▸ **What is expected**: Copy out, exactly, the first line of the entries below and every line after it through the one containing "box: [39, 68, 83, 79]".

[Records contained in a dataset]
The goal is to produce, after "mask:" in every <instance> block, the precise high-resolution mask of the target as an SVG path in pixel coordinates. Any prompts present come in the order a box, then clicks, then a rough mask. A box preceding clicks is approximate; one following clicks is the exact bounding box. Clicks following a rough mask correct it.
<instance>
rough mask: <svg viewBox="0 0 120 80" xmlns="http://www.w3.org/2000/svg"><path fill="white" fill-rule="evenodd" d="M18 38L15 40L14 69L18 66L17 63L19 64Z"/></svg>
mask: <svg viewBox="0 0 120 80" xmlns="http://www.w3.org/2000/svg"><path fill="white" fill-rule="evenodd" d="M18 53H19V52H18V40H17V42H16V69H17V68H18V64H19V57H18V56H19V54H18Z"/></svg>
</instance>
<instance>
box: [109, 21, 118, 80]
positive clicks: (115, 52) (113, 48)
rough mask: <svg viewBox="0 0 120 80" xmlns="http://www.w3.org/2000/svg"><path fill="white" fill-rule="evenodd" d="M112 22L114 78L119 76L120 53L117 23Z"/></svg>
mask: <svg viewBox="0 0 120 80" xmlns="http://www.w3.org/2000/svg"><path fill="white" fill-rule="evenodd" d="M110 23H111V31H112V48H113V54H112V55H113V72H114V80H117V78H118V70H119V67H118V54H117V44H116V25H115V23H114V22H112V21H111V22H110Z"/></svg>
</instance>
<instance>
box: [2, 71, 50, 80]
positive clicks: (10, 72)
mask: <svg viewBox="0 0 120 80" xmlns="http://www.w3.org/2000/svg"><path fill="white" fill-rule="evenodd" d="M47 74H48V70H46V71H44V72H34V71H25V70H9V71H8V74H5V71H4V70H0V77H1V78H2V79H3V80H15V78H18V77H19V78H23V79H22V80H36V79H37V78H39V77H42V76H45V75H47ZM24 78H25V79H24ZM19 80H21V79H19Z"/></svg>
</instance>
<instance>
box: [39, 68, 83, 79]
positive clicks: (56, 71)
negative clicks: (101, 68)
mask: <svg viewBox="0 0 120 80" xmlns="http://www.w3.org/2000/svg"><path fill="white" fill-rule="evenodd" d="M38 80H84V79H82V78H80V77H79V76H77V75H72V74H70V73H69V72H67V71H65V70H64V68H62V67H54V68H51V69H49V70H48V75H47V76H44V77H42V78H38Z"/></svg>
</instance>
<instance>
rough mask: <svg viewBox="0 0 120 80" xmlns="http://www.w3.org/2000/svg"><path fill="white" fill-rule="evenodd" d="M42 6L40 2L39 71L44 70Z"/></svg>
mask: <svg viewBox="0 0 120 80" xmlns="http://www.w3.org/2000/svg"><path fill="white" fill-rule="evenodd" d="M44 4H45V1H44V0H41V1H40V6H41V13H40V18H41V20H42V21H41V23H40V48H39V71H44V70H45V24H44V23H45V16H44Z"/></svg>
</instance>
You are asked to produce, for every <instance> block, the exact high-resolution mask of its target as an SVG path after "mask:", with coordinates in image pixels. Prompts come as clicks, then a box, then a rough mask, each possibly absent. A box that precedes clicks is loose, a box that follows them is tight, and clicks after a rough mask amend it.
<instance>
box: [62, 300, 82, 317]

▸ **Final answer**:
The goal is to produce, after "mask:" in every <instance> block, the precise high-resolution mask of the target as an SVG path in pixel coordinates. Any prompts present come in the order a box, then clicks, then a rough mask. A box preceding clicks is approximate; one following clicks is the exact bounding box. Clicks following a rough mask correct it.
<instance>
rough mask: <svg viewBox="0 0 120 80" xmlns="http://www.w3.org/2000/svg"><path fill="white" fill-rule="evenodd" d="M18 38L15 40L14 69L18 66L17 63L19 64Z"/></svg>
mask: <svg viewBox="0 0 120 80" xmlns="http://www.w3.org/2000/svg"><path fill="white" fill-rule="evenodd" d="M18 53H19V52H18V40H17V42H16V69H17V68H18V64H19V57H18V56H19V54H18Z"/></svg>
</instance>
<instance>
box: [109, 21, 118, 80]
positive clicks: (115, 52) (113, 48)
rough mask: <svg viewBox="0 0 120 80" xmlns="http://www.w3.org/2000/svg"><path fill="white" fill-rule="evenodd" d="M112 22L114 78L119 76L120 53L117 23Z"/></svg>
mask: <svg viewBox="0 0 120 80" xmlns="http://www.w3.org/2000/svg"><path fill="white" fill-rule="evenodd" d="M110 23H111V31H112V48H113V54H112V55H113V72H114V80H117V78H118V70H119V67H118V54H117V44H116V25H115V23H114V22H112V21H111V22H110Z"/></svg>
</instance>
<instance>
box: [2, 71, 50, 80]
positive clicks: (10, 72)
mask: <svg viewBox="0 0 120 80" xmlns="http://www.w3.org/2000/svg"><path fill="white" fill-rule="evenodd" d="M47 74H48V70H46V71H44V72H34V71H25V70H9V71H8V74H5V71H4V70H0V77H1V78H2V79H3V80H15V78H18V77H19V78H23V79H22V80H36V79H37V78H39V77H42V76H45V75H47ZM24 78H25V79H24ZM19 80H21V79H19Z"/></svg>
</instance>
<instance>
box: [39, 68, 83, 79]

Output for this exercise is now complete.